● **YOUR TASK**
Each entry should be duplicated exactly, with no line missing.

-- Opening Marker --

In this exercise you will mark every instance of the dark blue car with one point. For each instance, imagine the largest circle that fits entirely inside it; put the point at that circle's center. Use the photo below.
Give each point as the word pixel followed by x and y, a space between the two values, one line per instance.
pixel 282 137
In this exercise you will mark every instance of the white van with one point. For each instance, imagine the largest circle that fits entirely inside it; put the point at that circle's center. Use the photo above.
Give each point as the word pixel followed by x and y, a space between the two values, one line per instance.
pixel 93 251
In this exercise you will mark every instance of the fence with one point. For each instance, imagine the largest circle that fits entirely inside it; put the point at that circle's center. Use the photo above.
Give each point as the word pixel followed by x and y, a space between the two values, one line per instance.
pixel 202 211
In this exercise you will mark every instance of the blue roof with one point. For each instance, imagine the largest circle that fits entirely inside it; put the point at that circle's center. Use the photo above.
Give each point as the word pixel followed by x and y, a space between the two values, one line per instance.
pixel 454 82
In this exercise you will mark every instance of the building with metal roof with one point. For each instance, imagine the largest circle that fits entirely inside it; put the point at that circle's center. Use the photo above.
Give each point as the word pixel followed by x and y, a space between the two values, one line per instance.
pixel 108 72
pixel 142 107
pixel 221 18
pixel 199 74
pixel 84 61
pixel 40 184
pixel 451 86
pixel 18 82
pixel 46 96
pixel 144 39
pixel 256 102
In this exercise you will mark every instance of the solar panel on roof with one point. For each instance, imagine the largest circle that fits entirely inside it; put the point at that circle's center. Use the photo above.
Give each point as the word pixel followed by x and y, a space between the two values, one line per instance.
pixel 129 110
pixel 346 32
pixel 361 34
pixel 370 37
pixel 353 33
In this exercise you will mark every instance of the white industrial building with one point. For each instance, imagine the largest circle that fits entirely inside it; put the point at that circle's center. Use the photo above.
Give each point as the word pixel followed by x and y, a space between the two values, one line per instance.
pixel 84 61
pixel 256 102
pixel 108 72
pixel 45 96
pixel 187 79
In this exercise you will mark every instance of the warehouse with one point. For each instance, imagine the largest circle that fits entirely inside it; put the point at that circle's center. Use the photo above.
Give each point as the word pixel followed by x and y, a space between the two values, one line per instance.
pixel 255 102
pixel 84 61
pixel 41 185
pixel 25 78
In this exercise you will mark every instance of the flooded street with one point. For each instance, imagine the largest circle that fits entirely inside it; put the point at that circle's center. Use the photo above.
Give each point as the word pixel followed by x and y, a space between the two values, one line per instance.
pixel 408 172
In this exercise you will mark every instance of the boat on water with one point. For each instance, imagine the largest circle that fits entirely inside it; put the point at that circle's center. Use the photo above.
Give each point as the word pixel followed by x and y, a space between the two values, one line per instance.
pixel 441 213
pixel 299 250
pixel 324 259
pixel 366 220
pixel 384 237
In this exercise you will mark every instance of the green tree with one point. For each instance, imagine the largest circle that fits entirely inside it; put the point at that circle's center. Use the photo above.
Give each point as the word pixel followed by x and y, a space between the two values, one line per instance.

-- Closing Marker --

● **SOLUTION TO THIS EXERCISE**
In this exercise you will mark every instance of the dark blue car with one point. For each instance, imagine the largest circle that fits entirely inside it; put the point at that circle's center. Use the photo below.
Give each point as the word pixel followed by x and y, a space between the two values, one line per instance.
pixel 282 137
In this exercise you will mark every instance of the white van with one point. For each instance, imagine the largest circle that fits entirely inside it; put the point at that circle's center. Use the photo above.
Give each point as the word pixel followed by x and y, a space between the two values, one line per instance.
pixel 93 251
In this exercise you will mark every instance of the fence with one point. For each instance, imagine the largest circle that fits entirely inside it; put the point at that circle's center. Use the photo above.
Give each point as the word pixel followed by x and y, a space between the two values, one line per instance.
pixel 202 211
In this exercise you will mark every instance of the blue roof with one point. For each instance, imagine the largest circle that fits entirely inside it; put the point at that circle's center. Use the photo above.
Give each point as the word pixel followed by x and y, a space between the two values, one line per instance.
pixel 454 82
In this exercise you will mark every instance of the building with metal roof with one point. For each instance, imagine the largest circle that fits entirely inside it; put the point at that circle's center. Use the photo above.
Give each point as the word pixel followed by x and y, a space between the two values, one line per instance.
pixel 108 72
pixel 142 107
pixel 221 18
pixel 199 74
pixel 84 61
pixel 40 184
pixel 451 86
pixel 18 82
pixel 46 96
pixel 144 39
pixel 256 102
In this exercise you will mark every instance of the solar panel on roof with one point. For each instance, imagine the largest circle that fits entirely inside it; put the point at that circle's center. Use the photo above.
Give each point as the word pixel followed by x and y, a space between the two values, one line per instance.
pixel 129 110
pixel 346 32
pixel 361 34
pixel 370 37
pixel 353 33
In this exercise you will mark every instance of the white industrial building with one point. For each instance, imagine the largest circle that fits entirely inside it; put the point at that circle's center. Use the photo above.
Give each point as the word pixel followed by x and y, a space between the two values, one line per instance.
pixel 84 61
pixel 256 102
pixel 108 72
pixel 45 96
pixel 187 79
In this exercise you will mark every instance of the warehouse with one point. For each instance, imagine the largest circle that fits entirely inside it; put the point at that circle's center. Use the photo above.
Give each point as the word pixel followed by x and y, a space between the two values, one line per instance.
pixel 255 102
pixel 84 61
pixel 41 185
pixel 25 78
In this exercise you will mark every instance of the flooded street with one point. For each instance, imagine the largest circle that fits entirely inside it; put the point at that circle's center. Use the photo above.
Give each point as the word pixel followed by x and y, a space between the two values, one line per instance.
pixel 408 172
In this exercise you will mark every instance of the boat on water with one point. For each instance, imagine the largest circle that fits entirely inside it; put the point at that circle's center. Use the photo above.
Give each point as the word pixel followed by x and y, a space between the two values, one line per instance.
pixel 441 213
pixel 299 250
pixel 324 259
pixel 366 220
pixel 384 237
In this exercise you will mark every instance of the green tree with one point. For each instance, imagine the largest circle that fits entirely inside it; put the point at that circle's center. Use the photo above.
Give each point as the word pixel followed by x and y, a space between the two values, one line per instance.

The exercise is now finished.